Start Available records

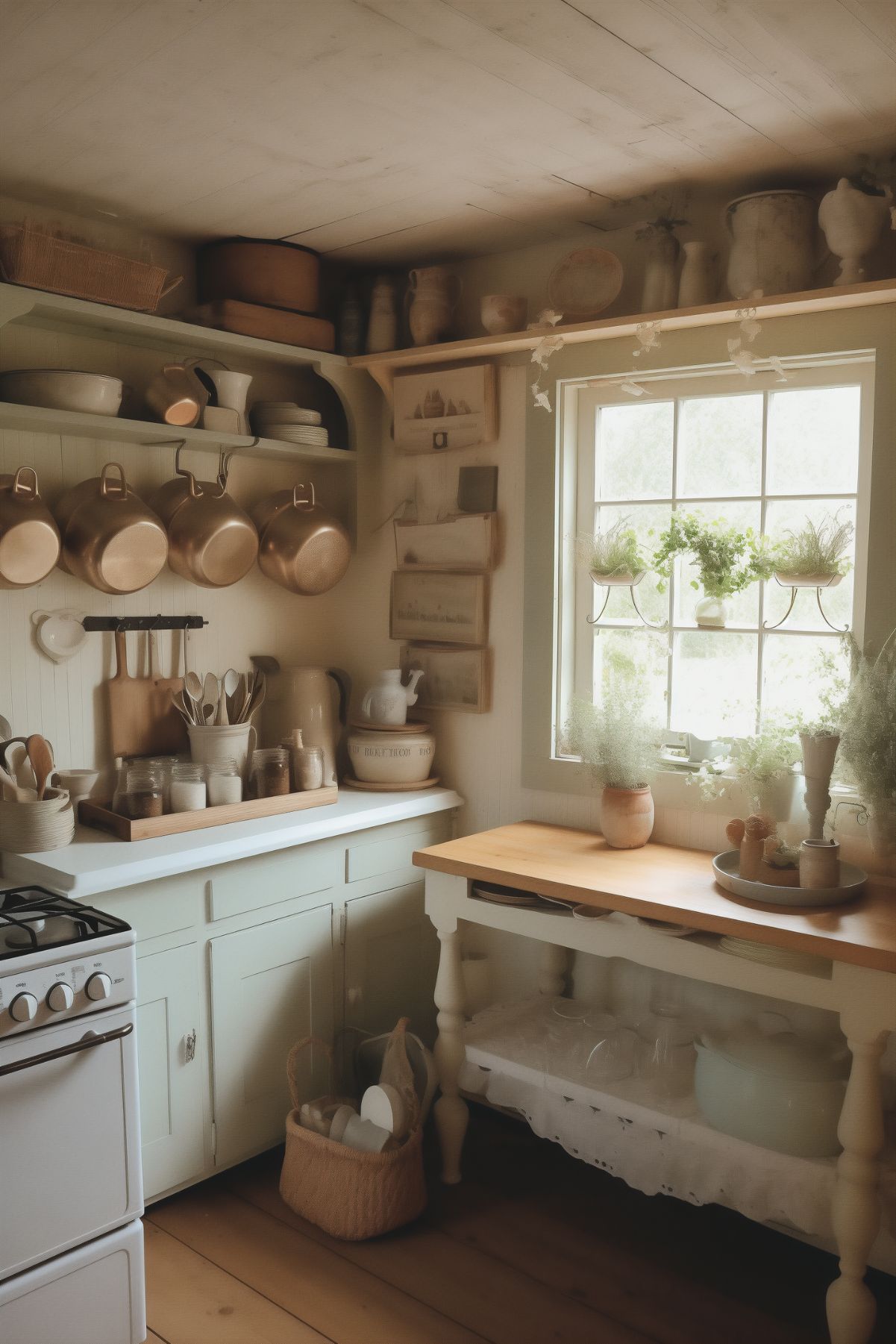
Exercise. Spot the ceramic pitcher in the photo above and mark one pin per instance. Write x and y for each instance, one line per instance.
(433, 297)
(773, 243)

End Available records
Start Available records

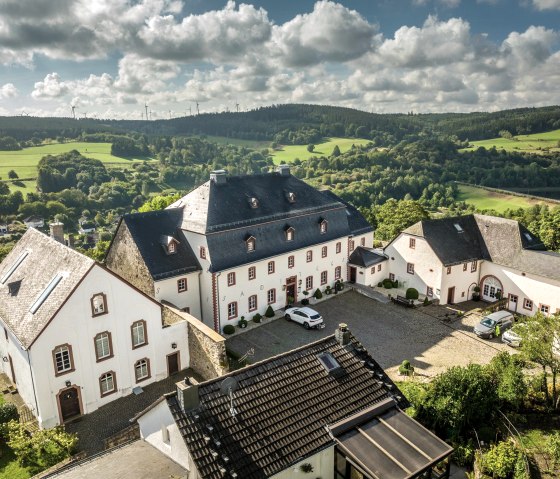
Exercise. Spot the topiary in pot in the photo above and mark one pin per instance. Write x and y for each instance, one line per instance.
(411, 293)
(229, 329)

End Available records

Identify each row of the entries above that contains the word "line", and copy every such row in full.

Exercise. Spot the ceramic pitcher in the photo above and mark one pin per instance. Write x and y for each instance, one line per instance.
Exercise. Spot the topiary in pot in the photo above and mark one pin per instance. Write x and y for each instance, one line per instance.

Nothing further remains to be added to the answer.